**ASSIGNMENT:** With the pictures removed, write out the data below exactly.

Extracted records
——————
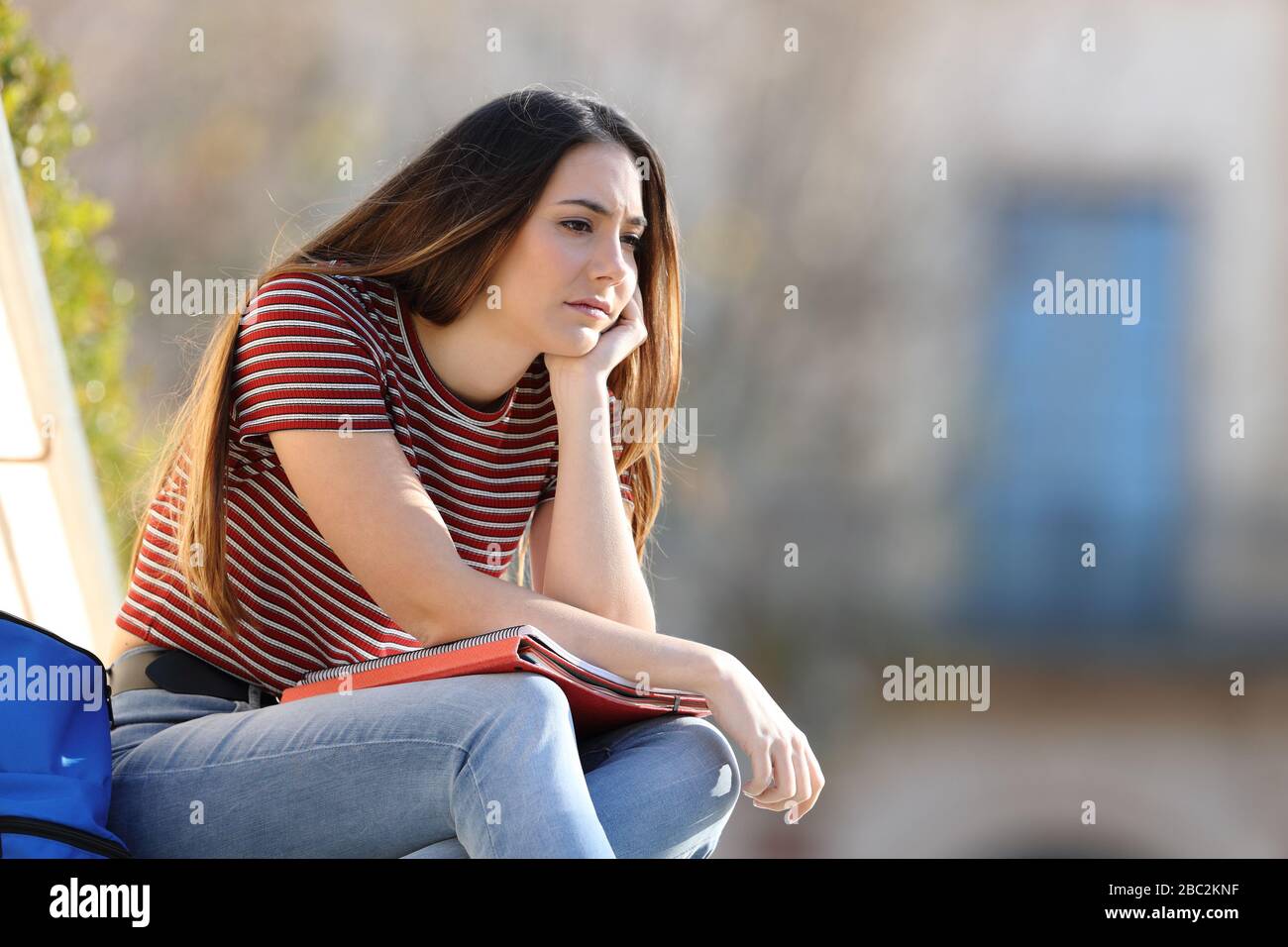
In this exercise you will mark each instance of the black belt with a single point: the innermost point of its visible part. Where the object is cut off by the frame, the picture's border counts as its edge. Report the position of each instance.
(179, 672)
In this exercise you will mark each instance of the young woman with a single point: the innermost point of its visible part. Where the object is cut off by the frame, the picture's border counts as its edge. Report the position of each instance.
(403, 405)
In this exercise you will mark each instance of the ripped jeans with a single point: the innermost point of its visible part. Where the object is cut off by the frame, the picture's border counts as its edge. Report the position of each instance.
(483, 766)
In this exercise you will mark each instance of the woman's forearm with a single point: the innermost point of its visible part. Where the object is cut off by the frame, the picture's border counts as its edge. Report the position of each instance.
(481, 603)
(590, 558)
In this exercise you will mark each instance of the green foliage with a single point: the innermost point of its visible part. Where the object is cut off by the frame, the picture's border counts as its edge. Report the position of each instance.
(46, 123)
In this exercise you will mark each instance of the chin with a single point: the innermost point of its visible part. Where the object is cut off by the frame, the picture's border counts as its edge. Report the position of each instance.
(574, 343)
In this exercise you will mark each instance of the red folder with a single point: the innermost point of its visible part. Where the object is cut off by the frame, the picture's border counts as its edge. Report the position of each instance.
(599, 699)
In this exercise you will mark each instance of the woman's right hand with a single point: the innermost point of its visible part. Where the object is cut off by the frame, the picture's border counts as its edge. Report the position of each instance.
(785, 771)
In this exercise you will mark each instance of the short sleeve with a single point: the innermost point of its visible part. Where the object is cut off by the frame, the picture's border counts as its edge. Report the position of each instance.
(305, 360)
(548, 491)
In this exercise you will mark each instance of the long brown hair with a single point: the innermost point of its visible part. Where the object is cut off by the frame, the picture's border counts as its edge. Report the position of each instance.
(434, 231)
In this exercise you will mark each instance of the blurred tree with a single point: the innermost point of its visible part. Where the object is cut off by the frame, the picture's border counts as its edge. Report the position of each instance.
(91, 304)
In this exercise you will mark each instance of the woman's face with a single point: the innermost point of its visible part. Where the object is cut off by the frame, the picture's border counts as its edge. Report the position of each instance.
(578, 244)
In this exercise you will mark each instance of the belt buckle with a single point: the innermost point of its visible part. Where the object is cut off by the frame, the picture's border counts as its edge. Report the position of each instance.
(259, 697)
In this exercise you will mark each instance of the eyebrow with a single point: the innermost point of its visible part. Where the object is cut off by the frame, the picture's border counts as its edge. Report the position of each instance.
(601, 210)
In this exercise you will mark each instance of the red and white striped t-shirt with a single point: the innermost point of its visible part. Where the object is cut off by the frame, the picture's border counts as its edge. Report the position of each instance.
(335, 354)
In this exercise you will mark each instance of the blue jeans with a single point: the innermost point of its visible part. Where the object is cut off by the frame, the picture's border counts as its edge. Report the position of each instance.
(484, 766)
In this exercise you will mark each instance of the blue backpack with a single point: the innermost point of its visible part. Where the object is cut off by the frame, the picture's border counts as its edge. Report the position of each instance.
(55, 748)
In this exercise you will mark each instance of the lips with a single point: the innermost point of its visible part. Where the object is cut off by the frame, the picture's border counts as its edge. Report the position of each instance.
(592, 311)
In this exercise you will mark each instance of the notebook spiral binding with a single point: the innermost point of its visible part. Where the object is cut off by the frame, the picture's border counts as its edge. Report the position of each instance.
(340, 671)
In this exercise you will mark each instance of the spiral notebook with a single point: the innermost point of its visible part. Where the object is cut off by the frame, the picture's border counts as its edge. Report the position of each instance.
(599, 699)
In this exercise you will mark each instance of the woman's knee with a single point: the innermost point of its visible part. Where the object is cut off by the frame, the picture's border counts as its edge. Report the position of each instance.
(717, 758)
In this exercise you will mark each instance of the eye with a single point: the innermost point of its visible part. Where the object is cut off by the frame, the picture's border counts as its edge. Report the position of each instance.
(631, 239)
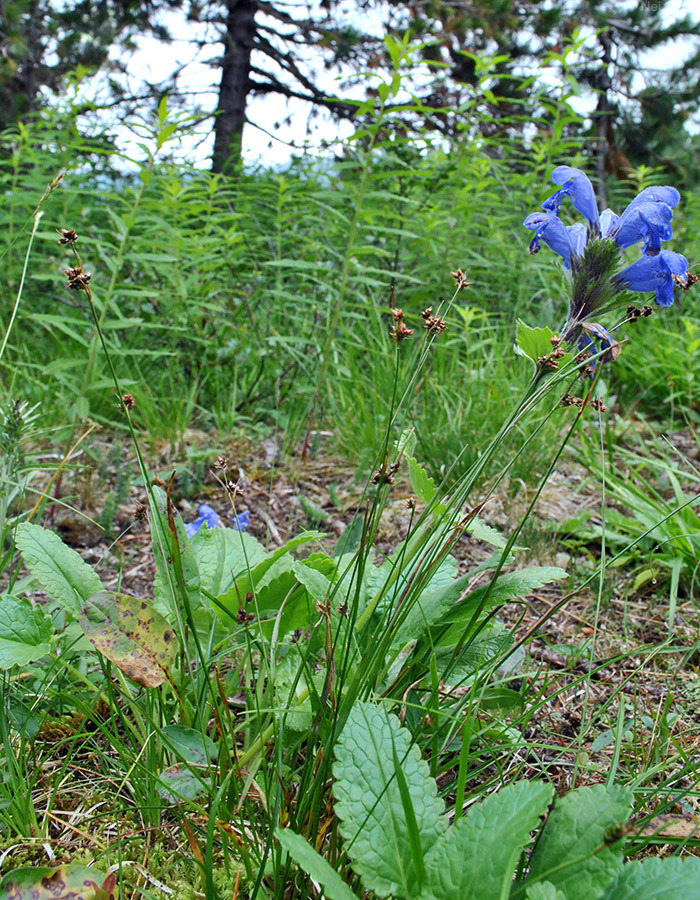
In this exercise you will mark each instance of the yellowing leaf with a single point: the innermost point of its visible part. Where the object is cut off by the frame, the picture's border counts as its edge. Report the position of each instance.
(131, 634)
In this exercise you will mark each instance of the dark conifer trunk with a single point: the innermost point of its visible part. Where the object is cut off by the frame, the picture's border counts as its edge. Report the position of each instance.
(234, 86)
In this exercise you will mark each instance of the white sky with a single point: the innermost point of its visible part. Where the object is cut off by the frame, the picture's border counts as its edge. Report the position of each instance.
(155, 61)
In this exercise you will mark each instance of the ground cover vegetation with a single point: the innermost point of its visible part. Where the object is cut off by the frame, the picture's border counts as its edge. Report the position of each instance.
(349, 549)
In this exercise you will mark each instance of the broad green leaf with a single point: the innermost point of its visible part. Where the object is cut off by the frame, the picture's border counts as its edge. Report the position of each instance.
(569, 853)
(422, 484)
(477, 857)
(190, 745)
(247, 580)
(61, 883)
(132, 634)
(507, 587)
(59, 570)
(544, 890)
(657, 879)
(223, 553)
(313, 864)
(25, 632)
(532, 342)
(369, 804)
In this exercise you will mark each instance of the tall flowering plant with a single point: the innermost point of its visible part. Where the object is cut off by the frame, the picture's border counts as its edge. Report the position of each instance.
(593, 253)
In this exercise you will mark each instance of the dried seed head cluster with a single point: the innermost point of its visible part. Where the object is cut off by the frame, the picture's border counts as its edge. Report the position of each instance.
(78, 280)
(686, 281)
(570, 400)
(68, 236)
(634, 312)
(434, 324)
(234, 488)
(399, 331)
(385, 474)
(461, 279)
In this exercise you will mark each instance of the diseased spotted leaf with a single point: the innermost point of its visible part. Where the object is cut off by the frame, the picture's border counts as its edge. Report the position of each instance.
(62, 883)
(131, 634)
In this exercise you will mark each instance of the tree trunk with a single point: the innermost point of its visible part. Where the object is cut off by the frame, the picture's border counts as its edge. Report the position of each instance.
(603, 117)
(234, 86)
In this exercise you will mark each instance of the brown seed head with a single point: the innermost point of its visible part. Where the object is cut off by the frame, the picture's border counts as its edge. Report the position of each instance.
(399, 331)
(435, 324)
(68, 236)
(78, 280)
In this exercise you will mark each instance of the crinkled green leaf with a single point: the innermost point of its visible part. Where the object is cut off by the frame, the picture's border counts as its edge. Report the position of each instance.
(62, 883)
(311, 862)
(544, 890)
(132, 634)
(25, 632)
(507, 587)
(477, 857)
(532, 342)
(247, 580)
(223, 553)
(657, 879)
(373, 821)
(569, 851)
(59, 570)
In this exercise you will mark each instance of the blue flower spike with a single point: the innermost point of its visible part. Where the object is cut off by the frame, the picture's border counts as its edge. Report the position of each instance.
(658, 274)
(592, 251)
(575, 185)
(206, 515)
(241, 520)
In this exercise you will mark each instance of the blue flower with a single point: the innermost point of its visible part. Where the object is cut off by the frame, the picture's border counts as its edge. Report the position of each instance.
(647, 218)
(575, 185)
(656, 273)
(206, 514)
(597, 337)
(241, 520)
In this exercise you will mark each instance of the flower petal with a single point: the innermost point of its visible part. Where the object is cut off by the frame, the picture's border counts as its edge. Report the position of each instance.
(654, 273)
(578, 238)
(650, 222)
(608, 220)
(576, 185)
(552, 231)
(658, 194)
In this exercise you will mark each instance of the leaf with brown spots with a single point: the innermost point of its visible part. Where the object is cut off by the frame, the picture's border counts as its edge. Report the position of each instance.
(62, 883)
(132, 635)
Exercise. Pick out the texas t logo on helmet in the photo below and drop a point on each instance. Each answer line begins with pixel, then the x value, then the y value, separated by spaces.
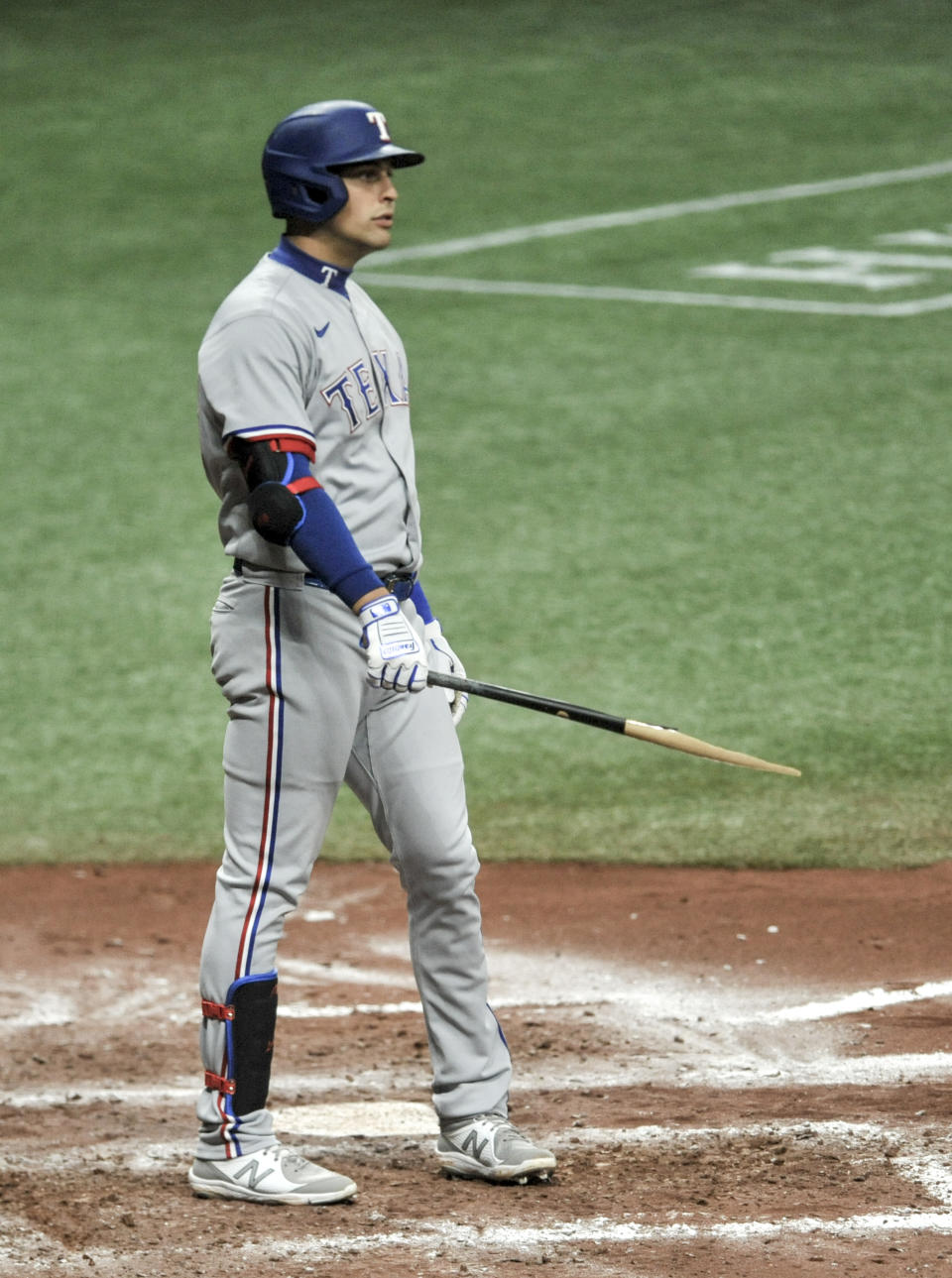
——————
**SOLVED PROBLEM:**
In this exercise you will mark each instance of the black belt with a single point: the innermost point of its visible part. Where the object is cut off by the frame, the picture's border counts as its edge. Report the position of each instance.
(179, 672)
In this exercise you will mark each instance of the young woman with a single point: the innermost point of its visible part. Where the object is cut off by the frame, the picture's border counts as its edge. Report the position of each instance.
(403, 405)
In this exercise you will mark each instance of the ripped jeans with a single point: the innermost point of its visible part. Where the object is cut off by the frame, the picture's border counts as its edge. Report the position of each instance.
(483, 766)
In this exercise you will mark each instance of the woman's forearm with a single point: the innermost point of its visible part. Where the object is cut off by the frame, the picture's border counts as its edge. Report the position of each instance.
(481, 603)
(590, 558)
In this exercise you will mark each instance of the green foliage with a single point: the innermost point of its visible part. Where the object is cut off by the frame, the picture's border counts as its edge. Report the position of each instance.
(46, 123)
In this exercise you will mark each instance of the chin with a single point: the innermost point of its visible part. Where the object is cut off by the frame, the picture's border counts as its edge. Report the position of each instance.
(574, 343)
In this exercise you will mark each instance of the red folder with a single point: the innermost point of its visible part. Where the object is cut off by the frame, the picture's border counts as its edge. Report the position of each instance.
(599, 699)
In this exercise you will mark each instance of the woman's right hand with a single point: the innermost point of its visible part. Where the object is cut off by the frame, the picture's border counts as its edge. Report the position of each instance.
(785, 771)
In this exercise you will mark each instance of the short sleeve with a single point: the innermost point of its visible part. Where the object is cut off by the frame, the picture's border counts as its edge. Report the position of each instance.
(305, 360)
(548, 491)
In this exercise you will mark each instance of the long brown hair with a single point: the innermost point of its visible part. Where the object is cut off by the frame, the picture's border counts as its edge. Report the position of each instance.
(434, 231)
In this exercise you will mark each instance of the blurred tree with a single point: the innermost point of its visible part. Where the object is cut off by the frame, the picture's border counts as its edge. Report the position of each instance.
(91, 304)
In this exercise you will mark each instance of the woman's face with a single point: the innermost point of its visible part. Where the object is cut off by the frame, the picture's border counts as its edge. Report the position of each instance.
(578, 244)
In this exercise you will mark each instance of the belt buckle with a single point: the innermost point of its visible part. Where the object is cut off by the frame, the picture's border counts as its edge. Report the position of each instance.
(259, 697)
In this exercise you will mark each instance of the eyebrow with a single point: the innermost point of its visible part. Where the object is cut off by the frame, the picture's border counts as its edge. Report the position of each instance.
(601, 210)
In this exercise you will mark each instance of the red and white striped t-shirt with a single point: the innermost point of its visible part. Where the object is cut off by the frame, the picture's border counts as its edge. Report the position of each instance.
(335, 354)
In this exercise you will mark each instance of the blue jeans with a single point: the innermost point of its visible part. Where the object is cut off by the frame, the picture's border counts as its edge. Report the position of each instance.
(484, 766)
In this exercise you will mark each instance of the blue backpack with a single point: the innermost point of its visible part. Where the object is cut off by the frame, the picture's border counts as its edge. Report the position of each instance.
(55, 748)
In this exercise you will mark each instance of the lips with a single point: the innermost point of its visible part. Where the object is cut off by the frame, the picture's border counts as its edge. Report the position of each instance.
(592, 311)
In this exercise you will mark each instance of the notebook spiral binding with a single point: the innermost point of its visible part. Where the object is cut off by the frame, the picture's border counts as its edge. Report the position of each instance.
(340, 671)
In this exercise you will mark each instance of the spiral notebook with a single point: the innermost point of its visible part. Where the object is cut off by the frame, the picture's border counts as its edge. Report the position of each instance.
(599, 699)
In this exercise you will mark each instance of the woman's knee with a single point: the innermost point of its visible part. Where the object is cut off by the frame, the picture's border counts as its edge. Report the position of each instance.
(717, 758)
In this exercise you will mark each instance of the eye with a single point: the innermost point of its visible part. Where the object is cut off by the frame, the picture's border counts as its edge. Report the position of each instance.
(631, 239)
In this exercise you will mark each instance of the yellowing leaf with a single point: the innermost point of its visible part. Where the object is cut off by the frame, the picture's border counts as its edge. Report the position of each instance.
(131, 634)
In this exercise you will mark each instance of the dark conifer trunk with a single point: the innermost point of its visible part. Where the object is cut off by the frame, the picture's border counts as its edge. Report the position of each instance.
(234, 86)
In this exercise you will mark each instance of the white sky with a single point: the innermost point of its visible part. Where the object is cut off by the frame, the picture's border counts as its edge. Report the position of each instance.
(155, 61)
In this exercise you will mark each instance of the ground cover vegetation with a single point: the innermost point of its visible part. Where the object is cut off by the frame, the picture's border counts as its edge. Report the position of each instance.
(349, 549)
In this exercise you will mark each instance of the broad green leaf with a single point: the innermost point of its visible part. Where the object is cut off by the frame, the picture's border counts as its edge. Report the position of each instance.
(569, 853)
(422, 484)
(477, 857)
(190, 745)
(247, 580)
(61, 883)
(132, 634)
(507, 587)
(59, 570)
(544, 890)
(657, 879)
(223, 553)
(313, 864)
(25, 632)
(532, 342)
(369, 804)
In this exercise you will mark each instance of the tall flowering plant with a single point: the innermost point of its visible part. Where the object is cut off by the frame, the picture's border counts as its edge. Report the position of each instance.
(593, 253)
In this exercise you will mark each instance of the dried seed head cluster with a single point: the innermost point of its visible part. Where the object is cut off by the frame, the picture's border counts as its edge. Report the position of each instance.
(78, 280)
(686, 281)
(570, 400)
(68, 236)
(634, 312)
(434, 324)
(234, 488)
(399, 331)
(385, 474)
(461, 279)
In this exercise you will mark each instance of the diseased spotted leaf with a single point: the innermost point of its visible part. Where the object is cut off by the frame, the picture's border counts as its edge. Report the position of each instance.
(62, 883)
(131, 634)
In this exercise you will mark each instance of the tree trunk with a single point: the innermost point of its visible part. Where the object is cut off by the frame, the picture's border counts as its edge. Report the position of each instance.
(603, 117)
(234, 86)
In this exercise you will mark each instance of the brown seed head with a single point: the innermost point of its visible part. Where the object is cut off by the frame, the picture's border counts as its edge. Report the position of each instance.
(399, 331)
(435, 324)
(68, 236)
(78, 280)
In this exercise you will mark each instance of the crinkled green leaf with a single point: the innermost point of its visible part. Where the object is cut off by the frame, the picture's border counts as its edge. Report the position of each instance.
(62, 883)
(311, 862)
(544, 890)
(132, 634)
(25, 632)
(507, 587)
(477, 857)
(532, 342)
(247, 580)
(223, 553)
(657, 879)
(373, 821)
(569, 851)
(59, 570)
In this exercise you will mark each instance of the blue flower spike with a single point: the innermost point of its visible part. Where the object is cut off by the frame, the picture's border counts as its edge. Report the position of each instance.
(658, 274)
(592, 251)
(575, 185)
(206, 515)
(241, 520)
In this exercise you will mark each instance of the blue flower with a single point: the innermost point of its visible part. Where the object is cut off by the frame, the picture's border counts as its edge. Report the position of each instance.
(647, 218)
(575, 185)
(656, 273)
(206, 514)
(597, 337)
(241, 520)
In this exercise you will mark each instance of the flower petal with a single point: the innermost point of its visible part. Where the object is cut off by the frame, the picture's border counts as its edge. Report the position of each instance.
(654, 273)
(578, 238)
(650, 222)
(608, 220)
(576, 185)
(552, 231)
(658, 194)
In this exercise you will mark each instance of the leaf with brown spots with a single point: the innermost point of its visible part. Where the object is cut off by the frame, the picture's border counts as its edge. Report the position of each instance.
(62, 883)
(132, 635)
Exercise. Pick out the texas t logo on helmet in the photo below and drop a point on each instance. Each answer line begins with pixel, then the x value, then the y value, separated by spaces.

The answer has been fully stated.